WORK INSTRUCTION:
Carry on the article about the proposed budget cuts to Radio and TV Martí from the point where it stops.

The Obama administration weighed several alternatives to restructure or privatize the stations, including its merger with the Voice of America and a plan to turn its employees into contractors. “There have been many attempts by the same board of directors that Obama appointed,” said one employee.
André Mendes, OCB’s interim director after the resignation of Malule González in June, was to convene a meeting to discuss the budget, the employee added.
“Much of our operating cost is in personnel. Following the president's budget rollout, each of our entity leaders have had or will have conversations with relevant staff,” Carew said. “We will keep all staff updated as the budget process unfolds.”
In Miami, some Cuban exiles immediately criticized the proposal but blamed the previous administration.
“These Obama appointees, fearing that Radio and TV Martí will fall into the hands of a new director who is not afraid of offending Castro … have proposed taking $10 million [out of the stations’ budget],” said Marcell Felipe, a lawyer and activist who chairs the Miami-based Inspire America foundation. “This shows how important it is for the president to get rid of Obama holdovers who do not support his policy,” he added.
But not everyone opposes the cuts.
Over the years, the Martí stations have sparked criticism because of their cost and effectiveness. The stations’ mission is “to promote freedom and democracy by providing the people of Cuba with objective news and information programming,” according to the OCB’s website. But the television and radio signals have been jammed by the Cuban government. More recently, the OCB has focused on its digital strategy and getting their content to the island on DVDs and USB flash drives.
“TV Martí is a waste of taxpayer dollars,” said Geoff Thale, vice president of the Washington Office on Latin America (WOLA). “It reaches few people in Cuba, and has been plagued with internal battles. Radio Martí’s reporting often falls short of journalistic standards, and it’s hard to imagine the justification for spending taxpayer dollars on a station directed specifically at Cuba when we already have a Spanish-language service of the Voice of America that reaches the hemisphere,” he added.

LISTED RECORDS:
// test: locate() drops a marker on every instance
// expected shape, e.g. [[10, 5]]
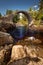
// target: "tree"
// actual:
[[0, 15], [9, 12]]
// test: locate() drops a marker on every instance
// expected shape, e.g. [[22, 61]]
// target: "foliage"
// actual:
[[9, 12], [0, 15]]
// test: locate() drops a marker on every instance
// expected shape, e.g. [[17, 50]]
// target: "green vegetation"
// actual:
[[9, 12], [0, 15]]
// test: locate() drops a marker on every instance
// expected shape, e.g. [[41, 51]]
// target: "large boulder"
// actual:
[[5, 38], [18, 52], [31, 52]]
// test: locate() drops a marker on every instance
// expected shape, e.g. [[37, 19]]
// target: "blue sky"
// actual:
[[16, 5]]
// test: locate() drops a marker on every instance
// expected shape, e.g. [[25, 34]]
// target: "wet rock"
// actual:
[[31, 52], [23, 61], [33, 40], [5, 38], [17, 52]]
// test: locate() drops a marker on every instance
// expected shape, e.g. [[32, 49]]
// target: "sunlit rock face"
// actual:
[[18, 52], [33, 40]]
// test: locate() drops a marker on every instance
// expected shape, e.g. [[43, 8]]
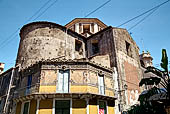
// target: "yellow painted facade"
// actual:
[[93, 109], [109, 93], [75, 89], [18, 108], [111, 110], [79, 107], [46, 106], [84, 89], [47, 89]]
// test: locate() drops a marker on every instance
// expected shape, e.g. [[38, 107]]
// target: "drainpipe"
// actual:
[[9, 89]]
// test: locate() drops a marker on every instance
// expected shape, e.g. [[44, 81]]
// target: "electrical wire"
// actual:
[[142, 13], [45, 9], [97, 8], [143, 19], [38, 11], [5, 42]]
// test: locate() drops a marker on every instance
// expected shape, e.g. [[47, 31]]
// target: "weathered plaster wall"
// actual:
[[81, 80], [78, 106], [128, 64], [105, 44], [46, 106], [46, 41]]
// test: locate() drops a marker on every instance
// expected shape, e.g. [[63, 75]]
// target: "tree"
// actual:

RESPONSE:
Radio and TV Martí broadcasts, as well as USAID programs, have also fueled conflict between the U.S. and Cuba. The Cuban government considers both “subversive” initiatives. USAID has also been under scrutiny for its handling of information about programs related to Cuba and its use of the funds.
The most serious case involving the agency was the arrest of USAID subcontractor Alan Gross, who was imprisoned in Cuba for five years for smuggling technology forbidden on the island to connect to the internet.
Since its publication on Monday, Trump's budget has been harshly criticized for raising the fiscal deficit and including large cuts to programs such as Medicaid and Medicare, making it unlikely that Congress will approve it as is.
The proposal requests a total of $39.3 billion for the State Department and USAID, which is estimated to be a 27 percent cut compared to fiscal year 2017, when that figure reached $55.6 billion.
In general, democracy promotion programs suffered large cuts under Trump’s proposal. The National Endowment for Democracy (NED) would receive only $67 million, compared to the estimated $169 million it has for the current fiscal year. USAID’s Transition initiative, with a current budget of $125 million, would get only $33 million in fiscal year 2019.
The Office of Management and Budget published a report on Monday highlighting the savings by eliminating the State Department’s accounts for development assistance and food aid; significantly cutting funding for educational and cultural exchange programs; and slashing nearly $700 million in contributions to international organizations such as the United Nations.
The budget request “modernizes State Department and USAID diplomacy” and helps “to support more stable and resilient societies that will lead their own development and, ultimately, no longer need foreign aid,” the agency said in a statement.